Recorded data
__________________________________________________
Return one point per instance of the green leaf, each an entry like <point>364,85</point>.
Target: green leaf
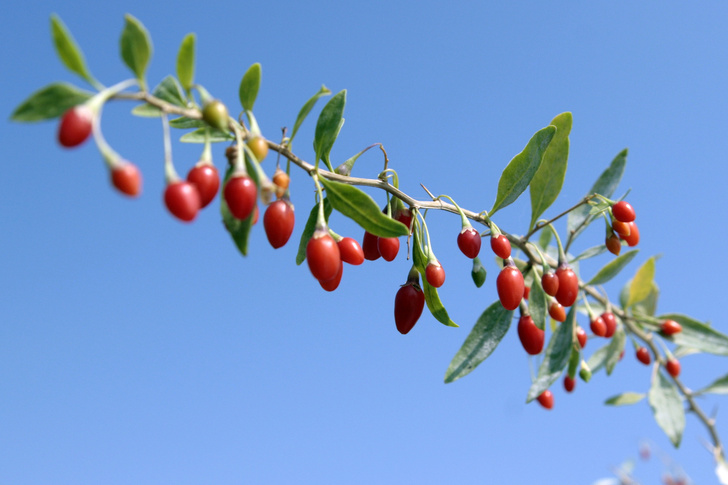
<point>136,48</point>
<point>641,285</point>
<point>556,356</point>
<point>310,228</point>
<point>485,336</point>
<point>186,62</point>
<point>68,50</point>
<point>546,184</point>
<point>328,126</point>
<point>667,407</point>
<point>49,102</point>
<point>605,185</point>
<point>624,399</point>
<point>612,269</point>
<point>521,169</point>
<point>249,86</point>
<point>359,206</point>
__________________________________________________
▶ Exercise instructions: Can you rewrite every line of the items above as a Markdown table with two columns, Row and Item line, skipping blank lines and leaving the pictures out?

▶ Complete response:
| Row | Item line |
|---|---|
| 1 | Return one point per instance of the green leaf, each an entry like <point>364,85</point>. |
| 2 | Target: green leaf |
| 3 | <point>136,48</point> |
| 4 | <point>641,285</point> |
| 5 | <point>556,356</point> |
| 6 | <point>310,228</point> |
| 7 | <point>485,336</point> |
| 8 | <point>186,62</point> |
| 9 | <point>68,50</point> |
| 10 | <point>546,184</point> |
| 11 | <point>328,126</point> |
| 12 | <point>667,407</point> |
| 13 | <point>49,102</point> |
| 14 | <point>605,185</point> |
| 15 | <point>624,399</point> |
| 16 | <point>612,269</point> |
| 17 | <point>521,169</point> |
| 18 | <point>249,86</point> |
| 19 | <point>359,206</point> |